→ Text excerpt

- - - - -

More generally, the probe matrix itself represents a reduced system that is unknown a priori. It should be determined experimentally. Consider the angular distribution of \(e^{+}e^{-} \rightarrow \mu ^{+}\mu ^{-}\). Let \(\rho (e; \, {\hat{z}})\) describe electrons with parameters \(a_{e}, \, b_{e}\) colliding along the z axis. Let \(\rho (\mu ; \, {\hat{\ell }})\) describe muons with parameters \(a_{\mu }, \, b_{\mu }\) emerging along direction \({\hat{\ell }}\). A short calculation using Eq. (7) twice givesFootnote 7

$$\begin{aligned}&{3\over 4 \pi }\mathrm{tr} \left( \rho (e; \, {\hat{z}}) \rho (\mu ; \, {\hat{\ell }}) \right) \nonumber \\&\quad = {3\over 4 \pi } \left( {1\over 3} + 2 b_{e}b_{\mu } {\hat{\ell }} \cdot {\hat{z}}+ a_{e}a_{\mu }(({\hat{z}}\cdot {\hat{\ell }})^{2} -1/3) \right) , \nonumber \\&\quad = {3\over 4 \pi }\left( {1\over 3} + 2 b_{e}b_{\mu }\cos \theta + a_{e}a_{\mu } (\cos ^{2}\theta -1/3) \right) . \end{aligned}$$
(8)

Fitting experimental data will give \( a_{e}a_{\mu }\) and \(b_{e}b_{\mu }\). If lepton universality is assumed the probe \(\rho (\mu ; {\hat{\ell }})\) has measured the probe \(\rho (e; {\hat{z}})\).

2.4 How tomography works: \(\mathrm{d}N/\mathrm{d}\Omega \) as a function of \(\rho (\ell )\), \(\rho (X)\)

- - - - -

→ Data
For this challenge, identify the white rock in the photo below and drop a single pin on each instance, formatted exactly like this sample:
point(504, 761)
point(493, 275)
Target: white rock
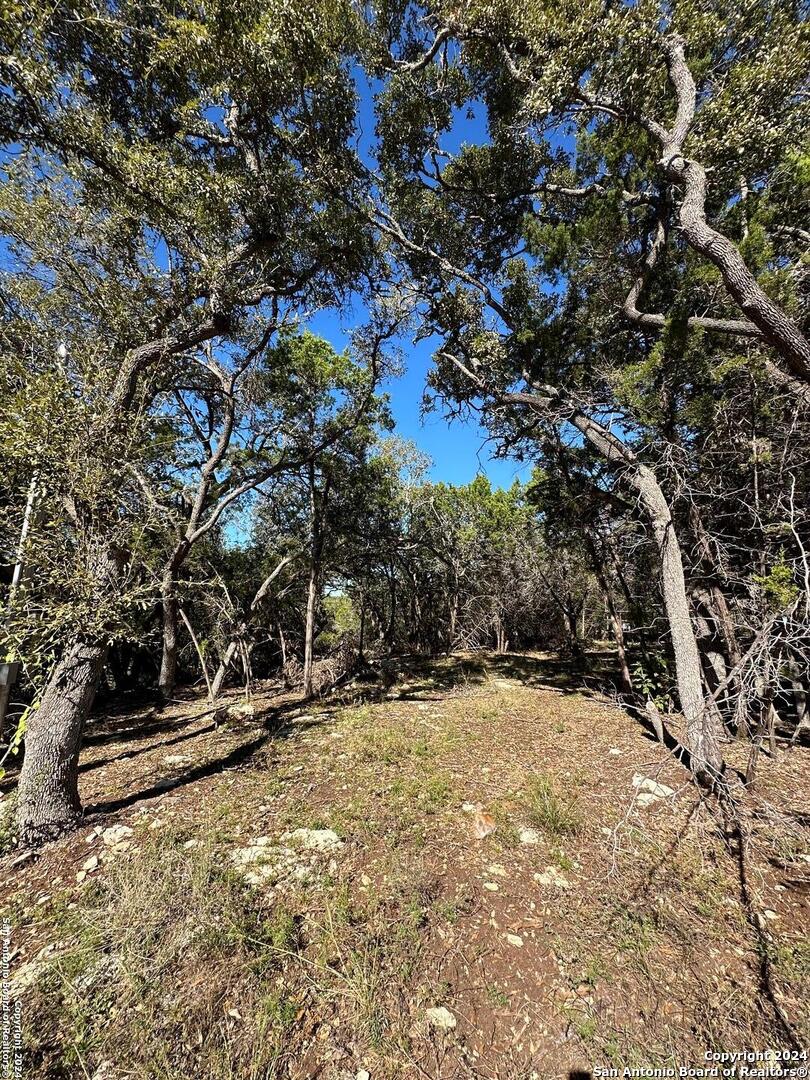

- - - - -

→ Task directions
Quote the passage on lepton angular distributions word for word, starting at the words "Fitting experimental data" and stopping after the words "(\ell )\), \(\rho (X)\)". The listing is separate material and has no connection to the text on lepton angular distributions.

→ The result
Fitting experimental data will give \( a_{e}a_{\mu }\) and \(b_{e}b_{\mu }\). If lepton universality is assumed the probe \(\rho (\mu ; {\hat{\ell }})\) has measured the probe \(\rho (e; {\hat{z}})\).

2.4 How tomography works: \(\mathrm{d}N/\mathrm{d}\Omega \) as a function of \(\rho (\ell )\), \(\rho (X)\)